Excerpted records:
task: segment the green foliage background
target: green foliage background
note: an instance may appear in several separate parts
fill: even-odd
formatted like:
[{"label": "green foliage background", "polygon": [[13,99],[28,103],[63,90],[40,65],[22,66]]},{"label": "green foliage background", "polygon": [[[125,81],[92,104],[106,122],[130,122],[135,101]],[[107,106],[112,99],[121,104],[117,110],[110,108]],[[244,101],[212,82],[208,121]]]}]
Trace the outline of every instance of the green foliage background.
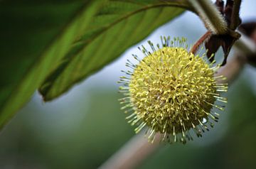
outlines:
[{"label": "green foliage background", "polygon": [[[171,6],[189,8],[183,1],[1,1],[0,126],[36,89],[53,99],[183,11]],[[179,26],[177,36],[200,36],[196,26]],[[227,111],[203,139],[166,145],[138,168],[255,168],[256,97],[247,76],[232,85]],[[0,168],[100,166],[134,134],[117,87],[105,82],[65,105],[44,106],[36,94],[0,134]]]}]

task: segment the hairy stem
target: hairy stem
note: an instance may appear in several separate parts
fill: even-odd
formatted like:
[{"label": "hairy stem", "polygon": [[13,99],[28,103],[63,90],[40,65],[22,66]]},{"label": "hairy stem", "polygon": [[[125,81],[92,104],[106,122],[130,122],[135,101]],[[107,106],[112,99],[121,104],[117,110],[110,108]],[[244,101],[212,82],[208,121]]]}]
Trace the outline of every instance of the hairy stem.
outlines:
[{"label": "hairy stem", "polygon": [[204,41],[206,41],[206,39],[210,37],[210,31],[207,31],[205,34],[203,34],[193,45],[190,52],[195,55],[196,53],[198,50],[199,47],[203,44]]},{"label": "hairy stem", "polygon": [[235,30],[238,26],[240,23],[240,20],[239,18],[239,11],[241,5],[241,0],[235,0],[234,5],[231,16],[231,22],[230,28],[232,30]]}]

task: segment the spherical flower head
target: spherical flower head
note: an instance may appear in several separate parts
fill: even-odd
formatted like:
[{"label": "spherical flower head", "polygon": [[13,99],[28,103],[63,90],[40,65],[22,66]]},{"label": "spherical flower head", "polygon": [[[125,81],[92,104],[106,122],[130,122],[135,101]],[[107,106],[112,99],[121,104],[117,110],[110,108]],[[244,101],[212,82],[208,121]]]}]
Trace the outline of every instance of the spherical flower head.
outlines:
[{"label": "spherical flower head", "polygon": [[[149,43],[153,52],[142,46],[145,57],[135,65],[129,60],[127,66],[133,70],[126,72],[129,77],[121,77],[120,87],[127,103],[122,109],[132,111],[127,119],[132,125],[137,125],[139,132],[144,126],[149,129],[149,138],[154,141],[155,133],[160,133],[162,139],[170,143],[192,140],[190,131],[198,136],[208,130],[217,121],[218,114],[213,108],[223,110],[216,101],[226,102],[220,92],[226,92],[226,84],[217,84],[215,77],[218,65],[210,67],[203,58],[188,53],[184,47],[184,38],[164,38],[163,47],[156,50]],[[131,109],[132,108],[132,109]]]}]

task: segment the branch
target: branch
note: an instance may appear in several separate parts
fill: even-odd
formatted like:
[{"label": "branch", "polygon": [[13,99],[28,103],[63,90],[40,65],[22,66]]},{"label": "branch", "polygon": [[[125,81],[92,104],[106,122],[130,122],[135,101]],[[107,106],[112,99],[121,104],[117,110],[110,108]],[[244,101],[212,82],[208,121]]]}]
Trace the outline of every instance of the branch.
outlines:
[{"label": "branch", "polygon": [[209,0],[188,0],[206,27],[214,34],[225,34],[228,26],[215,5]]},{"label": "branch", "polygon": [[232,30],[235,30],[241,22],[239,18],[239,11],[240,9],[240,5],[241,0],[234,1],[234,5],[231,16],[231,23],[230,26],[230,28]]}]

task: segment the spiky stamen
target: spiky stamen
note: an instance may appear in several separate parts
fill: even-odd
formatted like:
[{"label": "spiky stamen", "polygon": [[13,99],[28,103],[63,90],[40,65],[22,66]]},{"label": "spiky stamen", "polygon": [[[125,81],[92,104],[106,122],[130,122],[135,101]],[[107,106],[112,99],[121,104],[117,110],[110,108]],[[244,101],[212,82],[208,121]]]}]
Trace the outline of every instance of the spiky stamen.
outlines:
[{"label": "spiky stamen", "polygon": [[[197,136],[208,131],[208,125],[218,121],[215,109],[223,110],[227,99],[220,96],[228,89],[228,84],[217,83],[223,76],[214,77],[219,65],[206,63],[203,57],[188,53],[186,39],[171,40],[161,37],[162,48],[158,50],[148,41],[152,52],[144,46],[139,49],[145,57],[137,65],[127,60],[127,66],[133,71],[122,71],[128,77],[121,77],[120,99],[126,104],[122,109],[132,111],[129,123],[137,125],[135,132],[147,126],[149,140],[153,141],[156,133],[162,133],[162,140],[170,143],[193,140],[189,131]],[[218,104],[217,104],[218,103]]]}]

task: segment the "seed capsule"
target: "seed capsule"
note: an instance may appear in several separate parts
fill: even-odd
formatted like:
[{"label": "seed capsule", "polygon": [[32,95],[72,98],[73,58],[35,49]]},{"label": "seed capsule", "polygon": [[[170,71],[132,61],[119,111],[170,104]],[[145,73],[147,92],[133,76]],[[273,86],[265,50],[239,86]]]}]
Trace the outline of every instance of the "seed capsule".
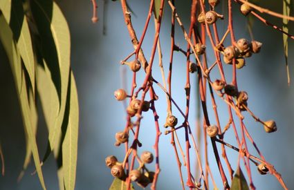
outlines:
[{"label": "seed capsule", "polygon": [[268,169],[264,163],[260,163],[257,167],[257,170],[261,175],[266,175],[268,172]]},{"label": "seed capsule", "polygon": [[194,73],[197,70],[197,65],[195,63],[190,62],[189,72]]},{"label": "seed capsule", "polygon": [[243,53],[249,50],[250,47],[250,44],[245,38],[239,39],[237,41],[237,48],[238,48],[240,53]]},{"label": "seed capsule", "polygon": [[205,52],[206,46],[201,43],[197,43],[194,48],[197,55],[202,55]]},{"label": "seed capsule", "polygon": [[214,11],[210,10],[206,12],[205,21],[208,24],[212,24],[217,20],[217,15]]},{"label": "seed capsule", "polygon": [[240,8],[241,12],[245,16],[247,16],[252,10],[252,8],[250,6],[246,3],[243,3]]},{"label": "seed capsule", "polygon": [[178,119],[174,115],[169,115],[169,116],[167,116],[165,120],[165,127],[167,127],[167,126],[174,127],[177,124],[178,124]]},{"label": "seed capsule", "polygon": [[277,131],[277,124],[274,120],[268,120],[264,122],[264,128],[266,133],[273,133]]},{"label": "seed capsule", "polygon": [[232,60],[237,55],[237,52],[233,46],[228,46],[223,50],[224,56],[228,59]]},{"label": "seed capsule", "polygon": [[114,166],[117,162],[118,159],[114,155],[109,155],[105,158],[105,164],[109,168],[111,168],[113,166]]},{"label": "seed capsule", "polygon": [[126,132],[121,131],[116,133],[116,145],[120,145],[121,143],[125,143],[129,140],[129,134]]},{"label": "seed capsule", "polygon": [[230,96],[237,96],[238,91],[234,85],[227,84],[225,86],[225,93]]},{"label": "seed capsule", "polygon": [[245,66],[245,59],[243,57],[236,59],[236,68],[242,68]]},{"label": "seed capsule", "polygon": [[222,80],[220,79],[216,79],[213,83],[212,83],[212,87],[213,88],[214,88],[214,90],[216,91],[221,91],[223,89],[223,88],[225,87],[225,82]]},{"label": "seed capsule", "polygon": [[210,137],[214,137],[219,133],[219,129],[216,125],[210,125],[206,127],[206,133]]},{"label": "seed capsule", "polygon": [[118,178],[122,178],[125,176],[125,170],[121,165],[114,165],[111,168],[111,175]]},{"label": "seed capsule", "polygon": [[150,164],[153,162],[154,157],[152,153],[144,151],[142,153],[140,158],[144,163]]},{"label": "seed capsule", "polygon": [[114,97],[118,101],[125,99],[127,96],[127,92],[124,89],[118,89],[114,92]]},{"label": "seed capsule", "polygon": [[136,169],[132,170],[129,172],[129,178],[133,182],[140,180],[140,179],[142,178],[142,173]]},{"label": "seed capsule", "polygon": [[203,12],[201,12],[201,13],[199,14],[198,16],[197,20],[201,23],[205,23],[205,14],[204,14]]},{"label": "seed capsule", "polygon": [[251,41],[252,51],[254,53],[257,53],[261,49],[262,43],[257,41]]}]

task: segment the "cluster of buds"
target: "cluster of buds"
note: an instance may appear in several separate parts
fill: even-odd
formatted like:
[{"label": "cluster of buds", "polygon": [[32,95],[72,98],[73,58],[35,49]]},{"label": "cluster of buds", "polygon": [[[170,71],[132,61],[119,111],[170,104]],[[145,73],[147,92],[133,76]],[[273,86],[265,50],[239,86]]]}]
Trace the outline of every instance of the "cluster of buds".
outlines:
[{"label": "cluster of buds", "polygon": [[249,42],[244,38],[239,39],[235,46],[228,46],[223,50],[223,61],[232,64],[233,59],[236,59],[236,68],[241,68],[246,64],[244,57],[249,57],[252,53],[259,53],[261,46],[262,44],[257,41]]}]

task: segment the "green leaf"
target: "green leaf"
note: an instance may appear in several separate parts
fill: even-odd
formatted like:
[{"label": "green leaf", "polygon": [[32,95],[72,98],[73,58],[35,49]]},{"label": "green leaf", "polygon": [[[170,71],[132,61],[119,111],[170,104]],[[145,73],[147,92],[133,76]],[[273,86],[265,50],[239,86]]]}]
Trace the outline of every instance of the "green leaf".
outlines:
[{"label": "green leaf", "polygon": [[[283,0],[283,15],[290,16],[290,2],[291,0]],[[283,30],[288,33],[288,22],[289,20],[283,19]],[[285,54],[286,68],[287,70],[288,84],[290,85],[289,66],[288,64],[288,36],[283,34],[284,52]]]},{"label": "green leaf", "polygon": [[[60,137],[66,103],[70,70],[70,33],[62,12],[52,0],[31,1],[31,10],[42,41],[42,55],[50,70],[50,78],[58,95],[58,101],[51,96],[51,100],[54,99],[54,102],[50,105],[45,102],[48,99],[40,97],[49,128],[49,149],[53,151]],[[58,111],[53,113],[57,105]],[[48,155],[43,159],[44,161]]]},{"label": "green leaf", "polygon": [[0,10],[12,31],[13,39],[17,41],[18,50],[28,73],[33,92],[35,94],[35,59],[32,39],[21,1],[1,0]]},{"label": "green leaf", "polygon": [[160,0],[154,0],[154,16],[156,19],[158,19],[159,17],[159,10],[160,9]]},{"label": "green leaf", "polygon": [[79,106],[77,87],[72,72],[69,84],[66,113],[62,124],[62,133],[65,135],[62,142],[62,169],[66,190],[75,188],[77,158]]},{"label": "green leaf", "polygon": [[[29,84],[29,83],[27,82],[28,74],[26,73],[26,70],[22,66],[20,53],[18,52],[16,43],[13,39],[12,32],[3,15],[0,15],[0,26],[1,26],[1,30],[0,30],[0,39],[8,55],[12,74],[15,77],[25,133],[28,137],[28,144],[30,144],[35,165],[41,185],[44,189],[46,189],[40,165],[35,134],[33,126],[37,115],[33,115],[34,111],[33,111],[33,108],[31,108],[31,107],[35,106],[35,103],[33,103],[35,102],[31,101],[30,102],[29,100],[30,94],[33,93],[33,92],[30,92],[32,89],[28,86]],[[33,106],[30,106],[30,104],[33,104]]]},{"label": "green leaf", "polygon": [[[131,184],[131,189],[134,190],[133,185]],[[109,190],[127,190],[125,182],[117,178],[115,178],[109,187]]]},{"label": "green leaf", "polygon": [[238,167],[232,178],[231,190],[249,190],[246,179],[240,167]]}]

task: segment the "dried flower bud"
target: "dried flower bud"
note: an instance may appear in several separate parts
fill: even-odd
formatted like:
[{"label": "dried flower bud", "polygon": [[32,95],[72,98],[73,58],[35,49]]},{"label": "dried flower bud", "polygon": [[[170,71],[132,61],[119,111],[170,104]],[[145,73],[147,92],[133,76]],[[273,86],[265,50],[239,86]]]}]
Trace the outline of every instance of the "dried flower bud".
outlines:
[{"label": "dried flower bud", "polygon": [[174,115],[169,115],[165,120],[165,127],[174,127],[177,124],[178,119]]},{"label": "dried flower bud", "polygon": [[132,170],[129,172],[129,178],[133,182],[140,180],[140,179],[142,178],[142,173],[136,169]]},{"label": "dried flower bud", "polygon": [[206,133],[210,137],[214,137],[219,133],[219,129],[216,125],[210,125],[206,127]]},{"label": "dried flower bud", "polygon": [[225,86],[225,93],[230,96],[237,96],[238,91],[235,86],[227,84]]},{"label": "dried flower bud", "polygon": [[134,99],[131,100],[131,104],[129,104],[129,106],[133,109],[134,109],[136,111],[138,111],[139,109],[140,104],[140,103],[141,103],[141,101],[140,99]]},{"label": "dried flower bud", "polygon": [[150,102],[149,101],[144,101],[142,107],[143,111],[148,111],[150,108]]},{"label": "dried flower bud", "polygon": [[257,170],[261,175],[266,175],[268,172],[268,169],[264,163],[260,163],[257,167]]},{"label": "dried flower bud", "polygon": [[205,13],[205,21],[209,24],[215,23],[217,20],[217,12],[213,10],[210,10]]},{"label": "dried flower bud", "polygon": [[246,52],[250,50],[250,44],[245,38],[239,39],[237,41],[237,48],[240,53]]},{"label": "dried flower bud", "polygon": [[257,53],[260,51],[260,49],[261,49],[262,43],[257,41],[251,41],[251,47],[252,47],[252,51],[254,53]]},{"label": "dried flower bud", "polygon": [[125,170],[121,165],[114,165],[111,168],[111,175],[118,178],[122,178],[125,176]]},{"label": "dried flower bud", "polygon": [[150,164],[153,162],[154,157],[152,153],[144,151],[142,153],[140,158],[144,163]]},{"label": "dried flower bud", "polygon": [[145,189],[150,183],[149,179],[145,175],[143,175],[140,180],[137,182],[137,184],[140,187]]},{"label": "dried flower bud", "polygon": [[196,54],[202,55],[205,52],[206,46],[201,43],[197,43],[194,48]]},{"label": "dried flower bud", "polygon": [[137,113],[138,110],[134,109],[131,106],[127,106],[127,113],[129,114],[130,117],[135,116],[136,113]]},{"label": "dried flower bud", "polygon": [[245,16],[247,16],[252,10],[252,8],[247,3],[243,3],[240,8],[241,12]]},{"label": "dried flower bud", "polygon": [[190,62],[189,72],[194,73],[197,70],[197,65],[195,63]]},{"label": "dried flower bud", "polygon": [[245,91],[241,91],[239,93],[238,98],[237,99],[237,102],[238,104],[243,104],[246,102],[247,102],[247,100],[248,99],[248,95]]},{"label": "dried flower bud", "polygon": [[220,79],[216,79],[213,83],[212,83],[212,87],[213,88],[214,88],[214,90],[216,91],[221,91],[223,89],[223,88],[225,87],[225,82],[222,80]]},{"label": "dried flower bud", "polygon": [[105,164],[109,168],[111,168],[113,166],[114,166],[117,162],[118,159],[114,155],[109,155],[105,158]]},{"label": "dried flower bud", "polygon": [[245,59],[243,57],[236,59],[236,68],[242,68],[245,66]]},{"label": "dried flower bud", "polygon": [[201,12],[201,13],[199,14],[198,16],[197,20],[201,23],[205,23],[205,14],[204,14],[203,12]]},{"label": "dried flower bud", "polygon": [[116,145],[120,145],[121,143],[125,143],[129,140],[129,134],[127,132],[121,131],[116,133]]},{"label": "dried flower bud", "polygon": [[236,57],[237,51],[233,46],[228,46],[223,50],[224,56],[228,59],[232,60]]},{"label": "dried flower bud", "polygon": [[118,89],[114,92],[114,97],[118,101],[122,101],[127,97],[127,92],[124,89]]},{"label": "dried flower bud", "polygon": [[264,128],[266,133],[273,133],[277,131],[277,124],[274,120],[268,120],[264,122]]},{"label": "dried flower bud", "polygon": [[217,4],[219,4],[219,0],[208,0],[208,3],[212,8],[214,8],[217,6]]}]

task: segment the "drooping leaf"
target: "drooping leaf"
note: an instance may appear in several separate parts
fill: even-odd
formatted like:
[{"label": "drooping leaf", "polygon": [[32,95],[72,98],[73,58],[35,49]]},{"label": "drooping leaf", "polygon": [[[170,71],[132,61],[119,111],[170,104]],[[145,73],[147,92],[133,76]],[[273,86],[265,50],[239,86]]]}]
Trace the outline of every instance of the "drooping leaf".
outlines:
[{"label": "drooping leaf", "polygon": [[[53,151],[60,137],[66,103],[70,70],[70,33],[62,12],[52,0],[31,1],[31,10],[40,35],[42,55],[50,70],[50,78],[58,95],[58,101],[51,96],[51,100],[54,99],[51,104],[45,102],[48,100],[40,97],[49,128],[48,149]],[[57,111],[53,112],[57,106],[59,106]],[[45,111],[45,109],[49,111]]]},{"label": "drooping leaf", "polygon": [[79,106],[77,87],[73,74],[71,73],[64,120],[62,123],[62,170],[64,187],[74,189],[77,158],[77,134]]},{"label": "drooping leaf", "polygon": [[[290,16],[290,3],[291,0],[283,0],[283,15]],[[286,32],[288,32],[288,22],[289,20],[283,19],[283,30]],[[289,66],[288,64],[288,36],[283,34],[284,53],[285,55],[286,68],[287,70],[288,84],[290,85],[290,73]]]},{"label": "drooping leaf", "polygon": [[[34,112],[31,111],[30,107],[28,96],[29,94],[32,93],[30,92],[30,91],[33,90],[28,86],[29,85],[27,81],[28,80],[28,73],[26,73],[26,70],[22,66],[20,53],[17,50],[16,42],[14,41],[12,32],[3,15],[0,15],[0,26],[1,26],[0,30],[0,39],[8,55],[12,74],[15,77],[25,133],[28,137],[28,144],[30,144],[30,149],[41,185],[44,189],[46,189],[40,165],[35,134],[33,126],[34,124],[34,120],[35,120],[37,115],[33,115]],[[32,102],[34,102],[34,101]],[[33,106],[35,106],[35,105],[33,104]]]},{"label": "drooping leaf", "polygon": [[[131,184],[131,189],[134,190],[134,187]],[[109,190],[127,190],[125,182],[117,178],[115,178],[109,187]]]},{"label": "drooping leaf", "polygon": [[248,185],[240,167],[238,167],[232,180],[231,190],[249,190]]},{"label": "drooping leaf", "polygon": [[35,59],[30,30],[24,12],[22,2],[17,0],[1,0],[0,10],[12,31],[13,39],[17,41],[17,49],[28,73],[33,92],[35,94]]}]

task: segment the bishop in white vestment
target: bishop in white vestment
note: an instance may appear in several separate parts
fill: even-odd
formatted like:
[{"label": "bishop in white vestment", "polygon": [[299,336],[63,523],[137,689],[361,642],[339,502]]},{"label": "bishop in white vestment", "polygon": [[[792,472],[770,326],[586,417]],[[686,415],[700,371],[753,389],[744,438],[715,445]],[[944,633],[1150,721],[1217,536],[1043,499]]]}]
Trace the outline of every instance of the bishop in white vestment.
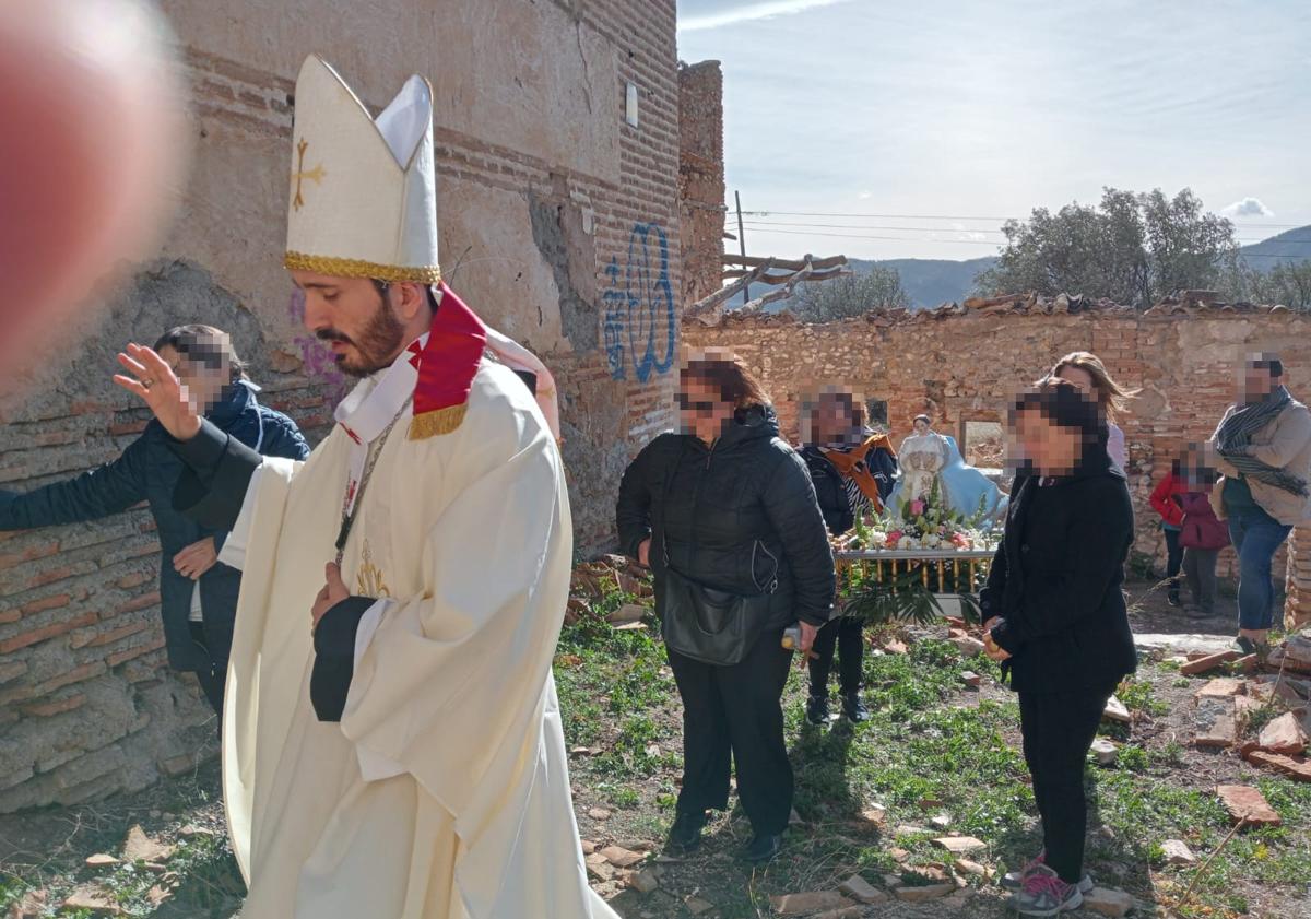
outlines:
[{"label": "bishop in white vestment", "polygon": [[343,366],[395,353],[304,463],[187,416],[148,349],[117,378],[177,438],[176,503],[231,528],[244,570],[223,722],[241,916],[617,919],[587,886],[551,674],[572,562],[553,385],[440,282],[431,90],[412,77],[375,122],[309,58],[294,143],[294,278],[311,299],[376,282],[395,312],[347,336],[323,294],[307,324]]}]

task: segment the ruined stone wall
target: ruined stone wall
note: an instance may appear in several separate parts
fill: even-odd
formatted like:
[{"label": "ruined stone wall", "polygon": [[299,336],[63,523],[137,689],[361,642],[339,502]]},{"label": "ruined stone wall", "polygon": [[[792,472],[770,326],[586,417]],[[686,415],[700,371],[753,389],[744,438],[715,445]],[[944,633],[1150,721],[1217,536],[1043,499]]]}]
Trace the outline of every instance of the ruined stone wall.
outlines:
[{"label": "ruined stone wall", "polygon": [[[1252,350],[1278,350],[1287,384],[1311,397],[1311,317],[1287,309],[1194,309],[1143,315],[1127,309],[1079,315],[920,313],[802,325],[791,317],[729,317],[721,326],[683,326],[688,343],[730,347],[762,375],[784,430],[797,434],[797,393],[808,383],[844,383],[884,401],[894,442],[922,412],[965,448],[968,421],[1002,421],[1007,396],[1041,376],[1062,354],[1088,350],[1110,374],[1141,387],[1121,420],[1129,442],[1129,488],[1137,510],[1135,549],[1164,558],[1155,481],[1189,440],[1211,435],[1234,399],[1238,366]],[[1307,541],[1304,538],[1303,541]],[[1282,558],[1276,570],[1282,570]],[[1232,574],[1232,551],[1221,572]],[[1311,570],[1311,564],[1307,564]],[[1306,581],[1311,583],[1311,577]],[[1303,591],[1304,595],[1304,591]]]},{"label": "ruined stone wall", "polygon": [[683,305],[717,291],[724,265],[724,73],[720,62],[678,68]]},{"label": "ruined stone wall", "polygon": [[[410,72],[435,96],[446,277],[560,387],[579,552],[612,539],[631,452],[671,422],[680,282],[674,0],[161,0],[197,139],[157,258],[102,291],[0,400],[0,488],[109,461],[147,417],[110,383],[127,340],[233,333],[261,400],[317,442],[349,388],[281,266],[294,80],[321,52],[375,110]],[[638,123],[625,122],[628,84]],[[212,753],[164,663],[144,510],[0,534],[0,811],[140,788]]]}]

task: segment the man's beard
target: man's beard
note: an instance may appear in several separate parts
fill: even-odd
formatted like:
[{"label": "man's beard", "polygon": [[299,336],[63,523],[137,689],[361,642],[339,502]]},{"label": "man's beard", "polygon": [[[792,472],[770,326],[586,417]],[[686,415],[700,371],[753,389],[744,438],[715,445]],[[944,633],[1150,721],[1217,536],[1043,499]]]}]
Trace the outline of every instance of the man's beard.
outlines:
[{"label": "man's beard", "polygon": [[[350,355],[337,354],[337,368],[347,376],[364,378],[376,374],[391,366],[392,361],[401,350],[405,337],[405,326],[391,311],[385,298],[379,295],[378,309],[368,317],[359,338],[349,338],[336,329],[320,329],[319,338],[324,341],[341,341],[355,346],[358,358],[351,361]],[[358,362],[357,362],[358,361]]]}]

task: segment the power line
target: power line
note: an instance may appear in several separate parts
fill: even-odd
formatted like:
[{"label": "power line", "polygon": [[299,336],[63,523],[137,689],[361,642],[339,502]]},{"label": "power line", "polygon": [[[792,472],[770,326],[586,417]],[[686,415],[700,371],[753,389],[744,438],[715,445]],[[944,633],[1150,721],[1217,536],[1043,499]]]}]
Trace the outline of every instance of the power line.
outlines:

Stated task: State how many lines of the listing contain the string "buds", matching case exactly. Reply with the number alone.

Answer to this task: 5